─── DATASET ROWS

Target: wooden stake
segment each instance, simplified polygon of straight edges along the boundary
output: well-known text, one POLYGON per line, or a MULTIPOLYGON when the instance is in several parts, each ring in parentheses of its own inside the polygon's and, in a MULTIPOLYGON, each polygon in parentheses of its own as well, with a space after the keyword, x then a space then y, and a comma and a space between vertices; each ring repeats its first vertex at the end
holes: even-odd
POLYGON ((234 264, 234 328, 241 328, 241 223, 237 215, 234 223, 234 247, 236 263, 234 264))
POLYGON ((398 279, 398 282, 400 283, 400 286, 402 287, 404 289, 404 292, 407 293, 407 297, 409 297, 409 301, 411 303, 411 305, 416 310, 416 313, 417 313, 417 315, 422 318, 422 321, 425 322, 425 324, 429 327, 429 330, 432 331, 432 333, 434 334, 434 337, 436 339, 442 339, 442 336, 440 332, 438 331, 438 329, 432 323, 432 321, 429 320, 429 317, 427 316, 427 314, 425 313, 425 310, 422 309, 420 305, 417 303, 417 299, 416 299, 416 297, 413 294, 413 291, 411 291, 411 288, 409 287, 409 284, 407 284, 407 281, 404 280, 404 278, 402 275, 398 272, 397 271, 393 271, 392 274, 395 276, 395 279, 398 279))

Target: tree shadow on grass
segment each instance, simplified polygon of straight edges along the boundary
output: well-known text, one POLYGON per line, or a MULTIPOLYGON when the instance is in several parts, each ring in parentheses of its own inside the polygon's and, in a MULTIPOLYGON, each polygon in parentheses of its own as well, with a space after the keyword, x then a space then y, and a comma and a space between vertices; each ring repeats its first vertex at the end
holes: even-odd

──────

■ DO THIS ■
Put the data, from the line containing "Target: tree shadow on grass" through the end of the data, into a Markdown table with the columns Row and Line. Number each line and leave out blank lines.

■ TASK ANSWER ■
| Row | Line |
|---|---|
| 1 | Target: tree shadow on grass |
| 2 | segment each instance, simplified polygon of straight edges along the boundary |
| 3 | output: well-known text, one POLYGON per line, or a MULTIPOLYGON when the instance is in several parts, each ring in parentheses of its own inside the polygon's and, in a MULTIPOLYGON, each polygon in parentheses of its own as well, with a space after the keyword, x then a space then y, and a comma and a space between vertices; each ring repeats its first vertex at the end |
| 4 | holes: even-odd |